• **EXERCISE DETAILS**
Please copy exactly every line from the one that contains "Phrase: beige ballet flat" to the end of the data below, with both ends included and no other lines.

DATA EXTRACTS below:

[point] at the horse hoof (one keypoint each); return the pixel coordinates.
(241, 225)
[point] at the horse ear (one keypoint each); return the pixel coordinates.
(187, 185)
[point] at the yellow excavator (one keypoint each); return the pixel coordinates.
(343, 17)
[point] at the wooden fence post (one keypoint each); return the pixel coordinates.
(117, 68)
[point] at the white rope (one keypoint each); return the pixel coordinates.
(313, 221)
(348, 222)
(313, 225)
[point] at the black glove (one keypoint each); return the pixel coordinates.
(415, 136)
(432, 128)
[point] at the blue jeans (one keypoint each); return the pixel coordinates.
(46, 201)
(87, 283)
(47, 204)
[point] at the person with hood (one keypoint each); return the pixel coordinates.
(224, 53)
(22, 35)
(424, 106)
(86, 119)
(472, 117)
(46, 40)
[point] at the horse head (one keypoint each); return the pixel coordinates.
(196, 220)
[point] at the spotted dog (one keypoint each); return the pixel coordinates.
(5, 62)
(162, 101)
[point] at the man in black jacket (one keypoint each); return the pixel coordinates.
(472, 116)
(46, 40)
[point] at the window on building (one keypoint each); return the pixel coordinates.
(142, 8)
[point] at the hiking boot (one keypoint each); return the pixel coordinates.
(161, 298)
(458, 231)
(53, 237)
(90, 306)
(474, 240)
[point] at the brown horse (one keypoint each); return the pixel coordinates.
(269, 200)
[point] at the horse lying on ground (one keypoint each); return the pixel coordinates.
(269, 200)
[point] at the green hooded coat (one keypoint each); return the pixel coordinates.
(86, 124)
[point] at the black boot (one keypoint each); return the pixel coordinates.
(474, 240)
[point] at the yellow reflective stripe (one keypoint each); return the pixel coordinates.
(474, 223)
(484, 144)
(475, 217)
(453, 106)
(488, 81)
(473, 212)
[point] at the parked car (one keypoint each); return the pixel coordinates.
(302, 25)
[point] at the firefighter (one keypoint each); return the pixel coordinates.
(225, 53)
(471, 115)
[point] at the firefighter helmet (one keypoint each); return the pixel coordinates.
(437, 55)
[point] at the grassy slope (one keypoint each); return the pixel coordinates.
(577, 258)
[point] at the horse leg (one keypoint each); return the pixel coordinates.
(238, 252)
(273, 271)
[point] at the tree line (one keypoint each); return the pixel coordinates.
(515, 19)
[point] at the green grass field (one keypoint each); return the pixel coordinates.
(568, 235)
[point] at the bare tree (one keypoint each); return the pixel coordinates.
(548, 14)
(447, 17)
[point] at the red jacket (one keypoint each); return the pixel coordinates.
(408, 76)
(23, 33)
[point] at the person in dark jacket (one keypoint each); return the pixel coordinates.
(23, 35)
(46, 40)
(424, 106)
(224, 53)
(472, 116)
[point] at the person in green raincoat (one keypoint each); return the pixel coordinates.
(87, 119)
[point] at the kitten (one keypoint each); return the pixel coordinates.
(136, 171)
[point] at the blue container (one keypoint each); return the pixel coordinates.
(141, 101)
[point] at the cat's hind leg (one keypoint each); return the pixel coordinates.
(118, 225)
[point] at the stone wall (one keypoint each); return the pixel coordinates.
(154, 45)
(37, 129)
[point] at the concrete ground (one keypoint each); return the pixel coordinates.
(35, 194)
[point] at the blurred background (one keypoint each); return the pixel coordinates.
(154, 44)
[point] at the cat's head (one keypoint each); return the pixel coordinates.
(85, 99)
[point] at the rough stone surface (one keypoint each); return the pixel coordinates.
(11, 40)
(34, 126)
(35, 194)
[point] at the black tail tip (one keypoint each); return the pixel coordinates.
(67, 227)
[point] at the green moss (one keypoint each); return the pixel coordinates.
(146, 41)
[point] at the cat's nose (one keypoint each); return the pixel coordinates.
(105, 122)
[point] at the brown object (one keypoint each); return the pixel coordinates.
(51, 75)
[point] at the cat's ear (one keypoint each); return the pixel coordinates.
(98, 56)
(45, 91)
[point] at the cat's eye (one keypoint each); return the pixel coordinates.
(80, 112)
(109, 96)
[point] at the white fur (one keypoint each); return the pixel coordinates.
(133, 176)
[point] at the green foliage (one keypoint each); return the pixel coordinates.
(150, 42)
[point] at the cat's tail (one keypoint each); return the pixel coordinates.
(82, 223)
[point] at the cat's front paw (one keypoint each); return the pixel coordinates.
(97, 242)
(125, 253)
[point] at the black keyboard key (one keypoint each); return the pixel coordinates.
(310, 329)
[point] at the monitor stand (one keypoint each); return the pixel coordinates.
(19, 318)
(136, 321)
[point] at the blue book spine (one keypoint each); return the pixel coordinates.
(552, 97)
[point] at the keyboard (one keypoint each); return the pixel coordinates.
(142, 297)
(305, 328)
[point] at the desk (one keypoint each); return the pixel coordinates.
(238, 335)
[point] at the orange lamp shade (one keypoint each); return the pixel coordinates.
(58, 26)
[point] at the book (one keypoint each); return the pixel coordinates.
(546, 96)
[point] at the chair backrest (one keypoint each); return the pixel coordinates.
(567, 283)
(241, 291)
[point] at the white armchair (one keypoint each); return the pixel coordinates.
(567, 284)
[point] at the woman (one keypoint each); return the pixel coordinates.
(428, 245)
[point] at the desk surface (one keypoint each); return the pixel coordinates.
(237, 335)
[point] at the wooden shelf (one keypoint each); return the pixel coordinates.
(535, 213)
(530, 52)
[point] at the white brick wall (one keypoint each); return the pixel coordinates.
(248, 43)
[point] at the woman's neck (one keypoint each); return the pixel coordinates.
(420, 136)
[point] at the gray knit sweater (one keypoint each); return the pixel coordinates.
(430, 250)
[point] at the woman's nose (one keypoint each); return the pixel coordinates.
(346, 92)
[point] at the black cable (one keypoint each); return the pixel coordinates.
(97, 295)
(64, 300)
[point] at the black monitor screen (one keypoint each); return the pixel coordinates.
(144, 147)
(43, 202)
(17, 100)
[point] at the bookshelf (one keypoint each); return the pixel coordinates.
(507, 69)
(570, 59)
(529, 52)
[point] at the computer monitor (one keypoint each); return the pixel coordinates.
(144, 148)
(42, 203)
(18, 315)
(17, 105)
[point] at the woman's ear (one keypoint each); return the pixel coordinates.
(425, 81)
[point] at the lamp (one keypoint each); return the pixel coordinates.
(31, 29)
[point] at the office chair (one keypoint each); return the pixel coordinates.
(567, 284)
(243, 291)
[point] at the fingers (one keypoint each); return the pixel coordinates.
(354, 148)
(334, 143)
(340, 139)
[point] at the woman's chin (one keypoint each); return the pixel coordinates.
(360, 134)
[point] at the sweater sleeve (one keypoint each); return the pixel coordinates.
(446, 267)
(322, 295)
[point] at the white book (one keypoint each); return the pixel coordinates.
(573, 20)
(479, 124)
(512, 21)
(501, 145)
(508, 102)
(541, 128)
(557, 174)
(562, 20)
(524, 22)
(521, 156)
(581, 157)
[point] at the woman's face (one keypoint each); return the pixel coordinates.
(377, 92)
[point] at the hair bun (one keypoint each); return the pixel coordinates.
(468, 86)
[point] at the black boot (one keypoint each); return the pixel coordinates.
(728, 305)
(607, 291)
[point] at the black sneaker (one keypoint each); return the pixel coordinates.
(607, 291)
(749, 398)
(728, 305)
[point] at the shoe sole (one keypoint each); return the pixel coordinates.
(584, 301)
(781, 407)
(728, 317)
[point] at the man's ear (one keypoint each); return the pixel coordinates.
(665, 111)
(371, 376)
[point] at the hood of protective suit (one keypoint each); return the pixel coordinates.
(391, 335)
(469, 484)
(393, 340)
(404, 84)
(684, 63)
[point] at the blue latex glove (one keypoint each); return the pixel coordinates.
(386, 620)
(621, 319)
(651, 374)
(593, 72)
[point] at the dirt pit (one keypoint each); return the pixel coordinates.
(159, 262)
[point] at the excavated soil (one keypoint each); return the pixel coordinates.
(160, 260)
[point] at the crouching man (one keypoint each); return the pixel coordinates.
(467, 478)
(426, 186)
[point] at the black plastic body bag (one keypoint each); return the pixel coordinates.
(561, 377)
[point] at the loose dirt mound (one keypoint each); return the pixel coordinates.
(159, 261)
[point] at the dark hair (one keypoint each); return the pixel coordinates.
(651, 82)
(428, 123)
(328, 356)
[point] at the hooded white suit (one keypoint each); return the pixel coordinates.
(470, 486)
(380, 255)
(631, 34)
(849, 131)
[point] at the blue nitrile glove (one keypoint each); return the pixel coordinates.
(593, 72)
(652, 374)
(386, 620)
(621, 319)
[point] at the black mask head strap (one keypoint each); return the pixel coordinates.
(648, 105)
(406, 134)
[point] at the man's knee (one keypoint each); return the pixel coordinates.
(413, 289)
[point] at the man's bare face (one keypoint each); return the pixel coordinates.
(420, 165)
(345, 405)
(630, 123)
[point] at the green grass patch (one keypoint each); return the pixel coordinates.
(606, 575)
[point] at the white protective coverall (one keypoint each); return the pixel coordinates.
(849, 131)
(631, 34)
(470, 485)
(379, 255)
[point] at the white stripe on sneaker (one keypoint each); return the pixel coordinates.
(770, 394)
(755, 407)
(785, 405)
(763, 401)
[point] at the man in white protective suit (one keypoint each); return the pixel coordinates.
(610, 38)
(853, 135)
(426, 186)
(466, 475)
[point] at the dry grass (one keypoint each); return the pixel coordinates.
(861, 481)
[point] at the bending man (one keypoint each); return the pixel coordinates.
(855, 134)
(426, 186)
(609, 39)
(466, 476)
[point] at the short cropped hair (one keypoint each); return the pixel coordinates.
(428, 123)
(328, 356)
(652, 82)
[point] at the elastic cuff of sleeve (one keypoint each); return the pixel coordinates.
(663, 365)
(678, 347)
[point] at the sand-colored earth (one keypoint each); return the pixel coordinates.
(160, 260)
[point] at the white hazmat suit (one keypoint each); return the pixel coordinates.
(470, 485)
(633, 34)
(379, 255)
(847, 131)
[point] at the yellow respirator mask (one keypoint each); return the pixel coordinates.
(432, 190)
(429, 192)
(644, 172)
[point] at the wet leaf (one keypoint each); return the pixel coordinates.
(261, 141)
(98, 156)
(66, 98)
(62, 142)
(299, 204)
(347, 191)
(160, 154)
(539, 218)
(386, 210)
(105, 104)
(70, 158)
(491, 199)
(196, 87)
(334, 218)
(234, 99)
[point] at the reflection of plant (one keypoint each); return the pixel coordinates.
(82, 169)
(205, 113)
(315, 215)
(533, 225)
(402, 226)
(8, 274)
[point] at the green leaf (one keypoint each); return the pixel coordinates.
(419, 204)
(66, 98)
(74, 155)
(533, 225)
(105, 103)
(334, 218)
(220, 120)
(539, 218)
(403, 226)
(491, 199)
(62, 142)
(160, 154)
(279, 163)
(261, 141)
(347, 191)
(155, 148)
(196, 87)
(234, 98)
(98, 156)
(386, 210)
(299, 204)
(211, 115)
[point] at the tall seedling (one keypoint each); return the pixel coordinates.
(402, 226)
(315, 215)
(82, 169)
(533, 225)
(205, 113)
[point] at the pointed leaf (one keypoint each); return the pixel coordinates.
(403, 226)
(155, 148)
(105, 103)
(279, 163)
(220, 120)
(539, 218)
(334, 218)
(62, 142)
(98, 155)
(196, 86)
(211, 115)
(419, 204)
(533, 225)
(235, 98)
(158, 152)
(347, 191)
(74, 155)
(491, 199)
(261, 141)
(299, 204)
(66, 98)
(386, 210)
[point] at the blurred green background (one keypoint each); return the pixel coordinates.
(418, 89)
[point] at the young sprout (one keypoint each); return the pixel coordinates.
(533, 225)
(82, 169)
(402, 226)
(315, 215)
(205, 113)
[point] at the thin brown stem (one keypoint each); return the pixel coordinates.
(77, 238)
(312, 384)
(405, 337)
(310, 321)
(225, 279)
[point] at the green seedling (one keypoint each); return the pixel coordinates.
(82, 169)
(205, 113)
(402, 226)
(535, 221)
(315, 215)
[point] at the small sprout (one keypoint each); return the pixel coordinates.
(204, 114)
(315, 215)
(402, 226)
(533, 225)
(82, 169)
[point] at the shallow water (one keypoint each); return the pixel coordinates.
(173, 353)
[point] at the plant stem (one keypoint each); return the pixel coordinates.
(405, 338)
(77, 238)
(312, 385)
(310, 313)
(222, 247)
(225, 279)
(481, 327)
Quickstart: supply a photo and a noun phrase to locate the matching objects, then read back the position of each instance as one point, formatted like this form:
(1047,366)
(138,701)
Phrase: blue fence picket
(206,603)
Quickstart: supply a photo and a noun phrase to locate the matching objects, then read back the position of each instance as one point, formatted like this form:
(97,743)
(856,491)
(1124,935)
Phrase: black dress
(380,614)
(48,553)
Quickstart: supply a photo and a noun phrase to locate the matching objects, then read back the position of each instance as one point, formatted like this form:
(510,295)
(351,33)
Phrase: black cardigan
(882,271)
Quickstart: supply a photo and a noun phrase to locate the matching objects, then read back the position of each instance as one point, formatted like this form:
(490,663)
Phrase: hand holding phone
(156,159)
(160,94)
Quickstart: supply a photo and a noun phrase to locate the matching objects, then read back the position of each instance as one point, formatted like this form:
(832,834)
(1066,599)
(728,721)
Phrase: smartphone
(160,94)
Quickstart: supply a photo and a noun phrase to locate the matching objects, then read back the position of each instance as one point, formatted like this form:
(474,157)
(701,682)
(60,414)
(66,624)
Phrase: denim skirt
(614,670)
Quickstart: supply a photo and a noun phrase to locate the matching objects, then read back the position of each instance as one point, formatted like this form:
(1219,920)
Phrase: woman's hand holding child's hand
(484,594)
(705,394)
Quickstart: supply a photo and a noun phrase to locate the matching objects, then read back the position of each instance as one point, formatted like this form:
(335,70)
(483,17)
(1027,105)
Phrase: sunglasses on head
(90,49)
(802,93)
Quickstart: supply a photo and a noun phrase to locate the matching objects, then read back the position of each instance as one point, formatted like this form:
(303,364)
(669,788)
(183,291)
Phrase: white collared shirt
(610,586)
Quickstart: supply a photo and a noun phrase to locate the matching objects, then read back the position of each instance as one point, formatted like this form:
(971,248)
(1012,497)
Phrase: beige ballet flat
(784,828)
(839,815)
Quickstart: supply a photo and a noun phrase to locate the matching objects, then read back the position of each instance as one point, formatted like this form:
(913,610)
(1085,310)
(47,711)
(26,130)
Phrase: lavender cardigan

End of DATA EXTRACTS.

• **TASK ANSWER**
Phrase: beige ballet flat
(784,828)
(839,815)
Quickstart: supply a photo and a noun phrase to locate the matching objects, then read back the position of each instance as one point, formatted like this form:
(913,610)
(1085,310)
(47,711)
(26,130)
Phrase: lavender cardigan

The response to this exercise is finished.